Mister T.
Les Grecs ont Aristote Onassis, nous avons Bernard Tapie.
J’aime bien prendre le train ou l’avion et fréquenter les gares et les aéroports car on y trouve des boutiques Relay, cette sorte de caverne d’Ali baba où on peut acheter des livres, des magazines, des bonbons, des gadgets inutiles, de l’eau, des kleenex… bref tout ce dont vous avez besoin, ou pas, quand vous voyagez. C’est là que j’ai trouvé le dernier livre de Franz Olivier Giesbert consacré à Bernard Tapie.
Je pensais tout connaître ou presque du parcours de Bernard Tapie car étant né sous Giscard, c’est à dire au milieu des années 70, j’ai en quelque sorte grandi avec Tapie. En tout cas, je me souviens très bien de son émission Ambitions, diffusée entre 1986 et 1987 sur TF1. Je voyais ce beau gosse débarquer sur la scène avec son costard à la nanard et son assurance à toute épreuve, nous parler d’entreprise. Le concept n’était pas encore très clair pour le gamin de douze treize ans que j’étais mais je me disais, je ne sais pas ce que c’est l’entreprise, mais c’est ça que je veux faire. Dans le bouquin de FOG, on apprend que des entrepreneurs tels que Xavier Niel (Free), Marc-Antoine Granjon (Veepee, ex Ventes privées) ou encore Marc Simoncini (Meetic), excusez du peu, confient avoir été très influencés par cette émission et la personnalité de Bernard Tapie pour leur choix de vie professionnelle.

--- ENTRÉES FOURNIES ---
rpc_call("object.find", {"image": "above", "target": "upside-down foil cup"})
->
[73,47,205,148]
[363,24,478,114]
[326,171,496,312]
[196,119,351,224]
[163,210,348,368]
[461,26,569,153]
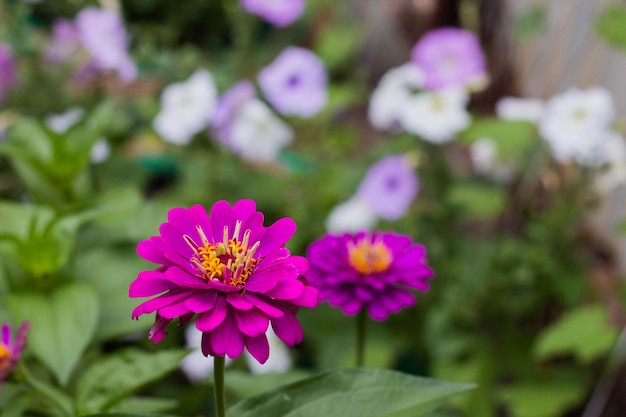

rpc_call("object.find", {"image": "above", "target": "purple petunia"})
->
[306,232,434,321]
[356,154,419,220]
[0,43,17,101]
[129,200,318,363]
[241,0,305,27]
[412,27,487,90]
[0,322,30,384]
[74,7,137,81]
[258,46,328,117]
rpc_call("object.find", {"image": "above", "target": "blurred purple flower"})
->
[44,19,80,63]
[129,200,318,363]
[75,7,137,82]
[211,80,255,143]
[306,232,434,321]
[412,27,487,90]
[0,322,30,384]
[0,43,17,101]
[258,46,327,117]
[241,0,305,27]
[356,154,419,220]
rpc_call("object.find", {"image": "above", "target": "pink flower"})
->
[0,322,30,383]
[412,27,487,90]
[306,231,434,321]
[258,46,328,117]
[241,0,305,27]
[356,154,419,220]
[0,43,17,101]
[129,200,318,363]
[75,7,137,82]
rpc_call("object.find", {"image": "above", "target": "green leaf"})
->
[500,381,586,417]
[8,284,100,385]
[227,368,474,417]
[596,4,626,49]
[513,5,547,40]
[76,349,189,414]
[75,248,151,341]
[449,182,506,220]
[534,306,619,363]
[111,397,178,413]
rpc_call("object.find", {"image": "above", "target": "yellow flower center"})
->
[183,221,259,287]
[348,238,393,275]
[0,343,13,370]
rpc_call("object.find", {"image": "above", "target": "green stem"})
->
[213,356,226,417]
[356,309,367,367]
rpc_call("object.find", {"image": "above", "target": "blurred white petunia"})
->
[469,138,496,174]
[228,98,293,162]
[244,326,293,375]
[400,88,470,143]
[152,70,217,145]
[44,107,85,134]
[368,63,424,130]
[539,88,615,166]
[90,139,111,164]
[469,138,512,181]
[326,197,378,233]
[496,97,543,123]
[180,325,233,383]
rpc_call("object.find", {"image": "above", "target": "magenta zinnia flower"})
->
[0,322,30,383]
[129,200,318,363]
[0,43,17,101]
[241,0,305,27]
[258,46,328,117]
[412,27,487,90]
[306,232,434,321]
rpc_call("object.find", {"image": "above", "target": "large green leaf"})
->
[596,4,626,49]
[501,381,586,417]
[228,368,473,417]
[8,284,100,385]
[76,349,188,414]
[75,247,151,341]
[534,306,619,363]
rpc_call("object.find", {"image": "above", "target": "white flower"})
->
[326,197,378,233]
[90,139,111,164]
[400,88,470,143]
[469,138,496,174]
[496,97,543,123]
[180,324,232,383]
[244,326,293,375]
[228,98,293,162]
[153,70,217,145]
[368,63,424,130]
[539,88,615,166]
[44,107,85,134]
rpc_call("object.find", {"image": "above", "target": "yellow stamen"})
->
[0,343,13,370]
[348,237,393,275]
[190,221,259,287]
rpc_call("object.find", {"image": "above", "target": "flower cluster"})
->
[306,232,433,320]
[326,154,419,233]
[129,200,318,363]
[368,28,478,143]
[241,0,306,27]
[0,322,30,383]
[152,70,217,145]
[0,44,17,102]
[46,7,137,82]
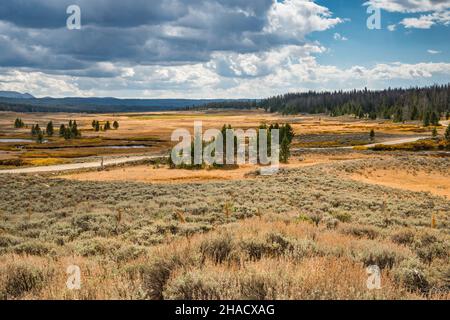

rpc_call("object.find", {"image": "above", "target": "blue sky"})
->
[0,0,450,98]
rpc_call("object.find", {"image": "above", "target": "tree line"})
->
[92,120,119,132]
[258,84,450,126]
[169,123,295,169]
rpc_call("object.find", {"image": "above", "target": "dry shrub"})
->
[391,229,414,245]
[0,262,49,299]
[341,225,380,240]
[163,266,235,300]
[393,259,430,293]
[199,233,235,263]
[352,240,412,269]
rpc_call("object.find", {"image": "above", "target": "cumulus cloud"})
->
[333,33,348,41]
[365,0,450,31]
[400,11,450,29]
[0,0,450,98]
[388,24,397,31]
[366,0,450,13]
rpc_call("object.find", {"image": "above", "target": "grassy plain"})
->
[0,112,450,300]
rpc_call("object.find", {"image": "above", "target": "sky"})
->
[0,0,450,98]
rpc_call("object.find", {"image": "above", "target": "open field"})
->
[0,111,444,169]
[0,112,450,300]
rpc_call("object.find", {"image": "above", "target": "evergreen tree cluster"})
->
[59,120,81,140]
[92,120,119,132]
[14,118,25,129]
[169,123,294,169]
[258,84,450,126]
[31,124,44,143]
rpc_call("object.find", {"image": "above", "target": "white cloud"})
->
[264,0,343,39]
[0,70,93,97]
[366,0,450,13]
[400,11,450,29]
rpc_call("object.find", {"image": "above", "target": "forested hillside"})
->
[258,84,450,122]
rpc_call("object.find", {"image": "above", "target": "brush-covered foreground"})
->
[0,157,450,299]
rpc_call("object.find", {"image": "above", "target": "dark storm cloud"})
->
[0,0,278,70]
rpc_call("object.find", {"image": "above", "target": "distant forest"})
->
[258,84,450,124]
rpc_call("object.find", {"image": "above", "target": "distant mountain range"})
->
[0,91,249,113]
[0,91,34,99]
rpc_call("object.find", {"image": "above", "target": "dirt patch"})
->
[351,169,450,199]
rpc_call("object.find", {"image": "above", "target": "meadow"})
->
[0,112,450,300]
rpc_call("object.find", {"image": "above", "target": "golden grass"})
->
[351,168,450,199]
[0,215,444,300]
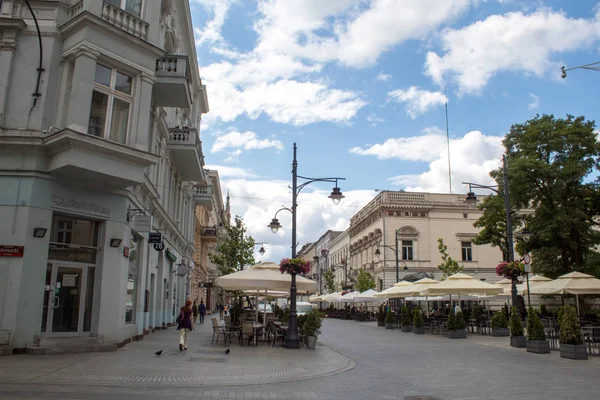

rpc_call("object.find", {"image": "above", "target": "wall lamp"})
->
[33,228,48,238]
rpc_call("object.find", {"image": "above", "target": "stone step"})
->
[25,344,117,356]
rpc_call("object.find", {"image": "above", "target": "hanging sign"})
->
[148,232,162,243]
[0,245,25,257]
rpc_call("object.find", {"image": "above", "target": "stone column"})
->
[0,18,27,127]
[66,45,99,133]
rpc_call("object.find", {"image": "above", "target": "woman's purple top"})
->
[177,309,193,330]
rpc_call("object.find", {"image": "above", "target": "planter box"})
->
[492,328,510,337]
[448,329,467,339]
[510,336,527,349]
[527,340,550,354]
[560,343,587,360]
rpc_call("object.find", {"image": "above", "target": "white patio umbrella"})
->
[530,272,600,315]
[215,262,317,321]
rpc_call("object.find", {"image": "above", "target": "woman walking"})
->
[177,300,194,351]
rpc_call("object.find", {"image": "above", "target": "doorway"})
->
[41,261,96,336]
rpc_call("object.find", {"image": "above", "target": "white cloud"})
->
[194,0,231,46]
[350,127,446,162]
[375,71,392,82]
[388,131,504,193]
[527,93,540,110]
[210,131,283,155]
[221,179,376,263]
[425,8,600,93]
[367,114,385,127]
[388,86,448,119]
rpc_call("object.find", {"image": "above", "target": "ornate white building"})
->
[0,0,214,353]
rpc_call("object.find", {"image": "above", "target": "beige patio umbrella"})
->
[215,262,317,321]
[529,272,600,315]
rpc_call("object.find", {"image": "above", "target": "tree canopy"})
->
[474,115,600,278]
[209,215,255,275]
[354,269,375,293]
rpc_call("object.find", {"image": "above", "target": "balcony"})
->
[167,127,206,182]
[153,55,192,108]
[201,226,217,243]
[192,185,213,207]
[44,129,160,189]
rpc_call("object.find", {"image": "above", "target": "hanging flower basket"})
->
[496,261,525,280]
[279,258,310,275]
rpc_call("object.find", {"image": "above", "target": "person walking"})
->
[198,299,206,324]
[177,300,194,351]
[192,300,198,323]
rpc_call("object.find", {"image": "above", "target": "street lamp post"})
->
[463,154,518,307]
[268,143,345,349]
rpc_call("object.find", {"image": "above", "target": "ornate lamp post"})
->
[463,154,518,307]
[267,143,345,349]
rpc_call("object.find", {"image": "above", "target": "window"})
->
[88,64,133,144]
[105,0,142,18]
[402,240,413,260]
[460,242,473,261]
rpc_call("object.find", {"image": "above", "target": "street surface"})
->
[0,318,600,400]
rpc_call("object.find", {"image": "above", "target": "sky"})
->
[190,0,600,262]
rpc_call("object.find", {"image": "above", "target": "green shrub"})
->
[302,310,323,336]
[490,310,508,329]
[458,311,467,331]
[400,306,411,325]
[413,307,423,328]
[510,307,523,336]
[560,306,583,344]
[527,307,546,340]
[385,310,396,324]
[446,311,457,331]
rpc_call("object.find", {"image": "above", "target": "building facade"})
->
[0,0,212,352]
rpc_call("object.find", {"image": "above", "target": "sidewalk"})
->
[0,316,356,387]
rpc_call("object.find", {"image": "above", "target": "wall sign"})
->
[0,245,25,257]
[148,232,162,243]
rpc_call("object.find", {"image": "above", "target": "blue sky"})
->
[190,0,600,261]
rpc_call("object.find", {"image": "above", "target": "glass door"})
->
[42,263,95,336]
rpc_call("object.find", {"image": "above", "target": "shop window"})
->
[460,242,473,261]
[104,0,142,18]
[88,64,133,144]
[402,240,413,260]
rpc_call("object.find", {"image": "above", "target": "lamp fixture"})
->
[33,228,48,238]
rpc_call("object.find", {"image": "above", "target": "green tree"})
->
[438,238,463,278]
[475,115,600,278]
[355,269,375,293]
[208,215,255,275]
[323,270,337,293]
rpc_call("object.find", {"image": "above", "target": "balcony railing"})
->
[102,2,148,40]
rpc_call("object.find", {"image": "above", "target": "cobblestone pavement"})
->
[0,320,600,400]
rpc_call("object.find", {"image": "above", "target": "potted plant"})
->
[527,307,550,354]
[302,310,323,349]
[400,306,412,332]
[413,307,425,335]
[448,311,467,339]
[560,306,587,360]
[385,310,396,329]
[377,304,385,326]
[510,307,527,348]
[490,310,510,337]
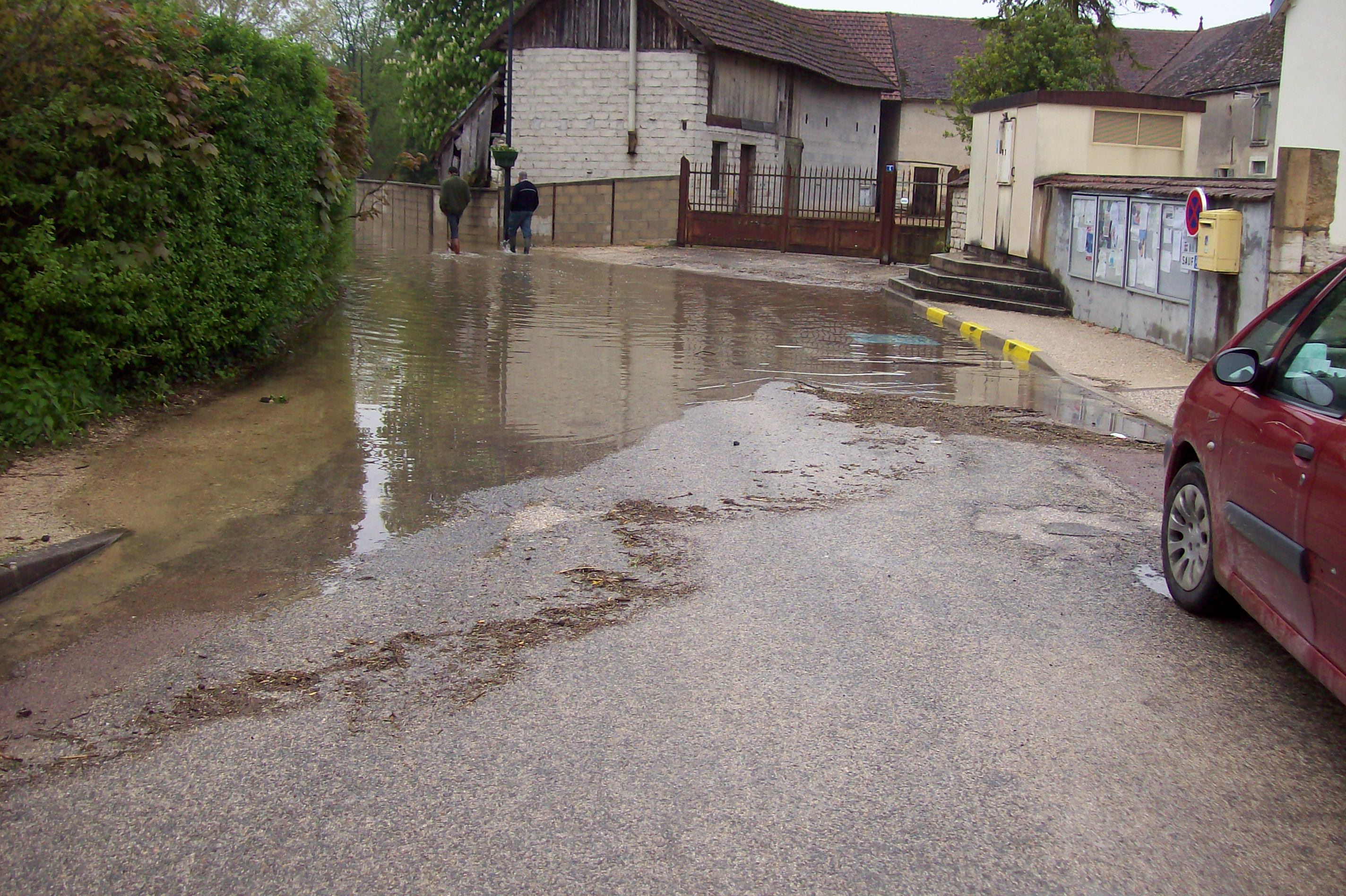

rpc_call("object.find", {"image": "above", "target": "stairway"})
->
[887,251,1070,316]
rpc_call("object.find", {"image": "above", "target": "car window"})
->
[1238,267,1341,361]
[1272,280,1346,416]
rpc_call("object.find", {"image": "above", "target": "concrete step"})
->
[886,277,1070,318]
[908,265,1066,308]
[930,251,1054,288]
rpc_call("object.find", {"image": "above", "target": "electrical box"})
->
[1197,208,1244,273]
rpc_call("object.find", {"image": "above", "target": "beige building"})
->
[1272,0,1346,266]
[966,90,1205,258]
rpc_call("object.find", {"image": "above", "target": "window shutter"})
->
[1140,112,1183,149]
[1094,109,1140,146]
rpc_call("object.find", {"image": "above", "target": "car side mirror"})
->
[1214,348,1261,386]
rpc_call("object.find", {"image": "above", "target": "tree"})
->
[392,0,509,152]
[1050,0,1178,77]
[946,0,1178,143]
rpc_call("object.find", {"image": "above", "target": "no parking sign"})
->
[1178,187,1206,270]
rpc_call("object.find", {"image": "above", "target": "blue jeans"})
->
[505,211,533,241]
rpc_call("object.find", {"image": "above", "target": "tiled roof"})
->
[889,13,987,100]
[1032,175,1276,199]
[665,0,894,92]
[822,12,1191,100]
[1112,28,1192,90]
[1144,16,1286,97]
[817,9,902,100]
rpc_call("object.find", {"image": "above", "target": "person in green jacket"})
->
[439,165,473,256]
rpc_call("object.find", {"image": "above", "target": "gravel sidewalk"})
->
[562,246,1202,426]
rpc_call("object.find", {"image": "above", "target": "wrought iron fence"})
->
[688,162,953,227]
[688,164,879,221]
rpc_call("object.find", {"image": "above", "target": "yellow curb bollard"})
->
[958,321,987,348]
[1004,339,1038,369]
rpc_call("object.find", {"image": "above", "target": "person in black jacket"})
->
[505,171,540,256]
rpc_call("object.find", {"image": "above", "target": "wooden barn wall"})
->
[514,0,695,50]
[711,52,789,129]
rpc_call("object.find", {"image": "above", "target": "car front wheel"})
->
[1163,461,1227,616]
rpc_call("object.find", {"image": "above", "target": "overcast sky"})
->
[784,0,1271,31]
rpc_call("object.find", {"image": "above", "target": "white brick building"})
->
[471,0,894,181]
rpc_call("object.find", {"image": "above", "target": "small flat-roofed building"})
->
[966,90,1205,258]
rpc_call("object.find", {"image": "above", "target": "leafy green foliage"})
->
[0,0,365,447]
[392,0,509,152]
[949,0,1112,144]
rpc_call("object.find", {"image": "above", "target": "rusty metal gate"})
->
[678,159,953,264]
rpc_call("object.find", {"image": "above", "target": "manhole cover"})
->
[1044,522,1108,538]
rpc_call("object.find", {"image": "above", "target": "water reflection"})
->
[0,230,1147,669]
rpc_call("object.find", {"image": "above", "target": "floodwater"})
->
[0,227,1154,675]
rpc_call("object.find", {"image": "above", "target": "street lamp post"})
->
[500,0,514,246]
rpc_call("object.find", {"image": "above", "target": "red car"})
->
[1163,259,1346,701]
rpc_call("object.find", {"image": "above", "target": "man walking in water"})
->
[505,171,540,256]
[439,165,473,256]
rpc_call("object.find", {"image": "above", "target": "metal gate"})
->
[678,159,953,264]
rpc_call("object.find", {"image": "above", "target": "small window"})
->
[711,140,730,191]
[1094,109,1183,149]
[1094,109,1140,146]
[1140,112,1183,149]
[1253,92,1271,146]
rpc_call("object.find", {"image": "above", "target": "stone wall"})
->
[1268,146,1346,302]
[791,75,880,171]
[949,184,968,249]
[513,47,879,183]
[514,47,737,183]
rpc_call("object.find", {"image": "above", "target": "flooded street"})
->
[0,226,1148,680]
[8,235,1346,896]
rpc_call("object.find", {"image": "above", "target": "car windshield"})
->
[1273,280,1346,416]
[1238,267,1342,361]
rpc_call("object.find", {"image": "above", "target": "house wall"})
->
[1038,187,1272,359]
[1276,0,1346,248]
[786,73,880,170]
[898,100,969,168]
[1197,85,1280,178]
[968,103,1200,258]
[513,47,711,183]
[514,47,879,183]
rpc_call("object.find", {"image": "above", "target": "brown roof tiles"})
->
[665,0,894,90]
[1143,16,1286,97]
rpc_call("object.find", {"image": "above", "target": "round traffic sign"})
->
[1183,187,1206,237]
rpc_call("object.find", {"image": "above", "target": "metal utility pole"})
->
[500,0,514,246]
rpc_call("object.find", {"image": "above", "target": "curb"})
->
[883,285,1173,433]
[0,529,127,599]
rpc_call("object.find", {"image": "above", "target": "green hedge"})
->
[0,3,365,448]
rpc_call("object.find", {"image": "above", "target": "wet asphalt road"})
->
[0,385,1346,895]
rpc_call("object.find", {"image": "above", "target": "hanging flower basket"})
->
[492,146,518,168]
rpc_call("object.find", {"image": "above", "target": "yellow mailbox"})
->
[1197,208,1244,273]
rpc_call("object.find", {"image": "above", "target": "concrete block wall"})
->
[513,47,880,183]
[514,47,711,183]
[949,187,968,249]
[794,77,880,171]
[552,181,614,246]
[613,178,678,245]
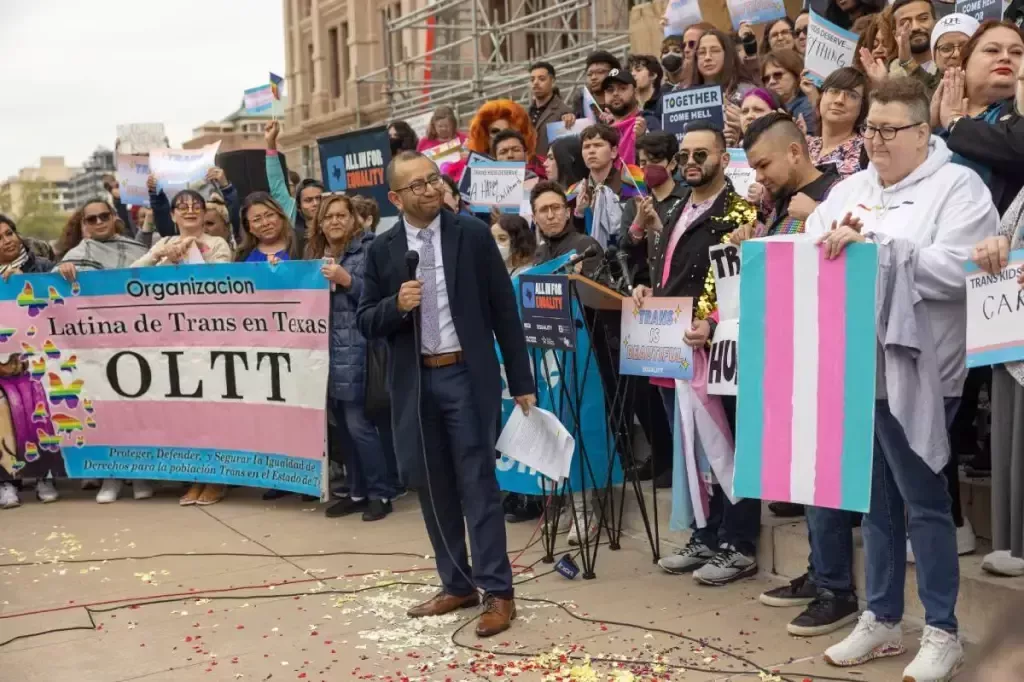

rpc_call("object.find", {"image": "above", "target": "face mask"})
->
[643,164,670,187]
[662,52,683,74]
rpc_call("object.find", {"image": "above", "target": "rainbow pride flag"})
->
[733,236,878,512]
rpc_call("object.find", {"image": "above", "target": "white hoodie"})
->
[805,135,999,397]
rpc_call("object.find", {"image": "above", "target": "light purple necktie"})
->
[420,227,441,354]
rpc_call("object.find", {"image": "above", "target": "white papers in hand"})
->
[497,406,575,481]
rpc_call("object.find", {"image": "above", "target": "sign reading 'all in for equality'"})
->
[0,261,330,496]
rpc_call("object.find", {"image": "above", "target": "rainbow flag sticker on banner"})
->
[733,236,878,512]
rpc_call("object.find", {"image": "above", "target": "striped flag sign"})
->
[733,236,878,512]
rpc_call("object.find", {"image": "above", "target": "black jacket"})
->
[946,99,1024,215]
[618,182,690,287]
[355,211,536,486]
[651,180,742,299]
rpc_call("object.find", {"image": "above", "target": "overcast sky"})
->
[0,0,288,180]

--- CONSIGNE 1 ---
Selon le texte sur Bernard Tapie, sur quelle chaîne l'émission Ambitions était-elle diffusée ?
--- CONSIGNE 2 ---
Dans le texte sur Bernard Tapie, reproduisez le passage allant de « J’aime bien prendre » jusqu'à « à Bernard Tapie. » inclus, en substituant « Relais » à « Relay ».

--- RÉSULTAT 1 ---
Sur TF1.

--- RÉSULTAT 2 ---
J’aime bien prendre le train ou l’avion et fréquenter les gares et les aéroports car on y trouve des boutiques Relais, cette sorte de caverne d’Ali baba où on peut acheter des livres, des magazines, des bonbons, des gadgets inutiles, de l’eau, des kleenex… bref tout ce dont vous avez besoin, ou pas, quand vous voyagez. C’est là que j’ai trouvé le dernier livre de Franz Olivier Giesbert consacré à Bernard Tapie.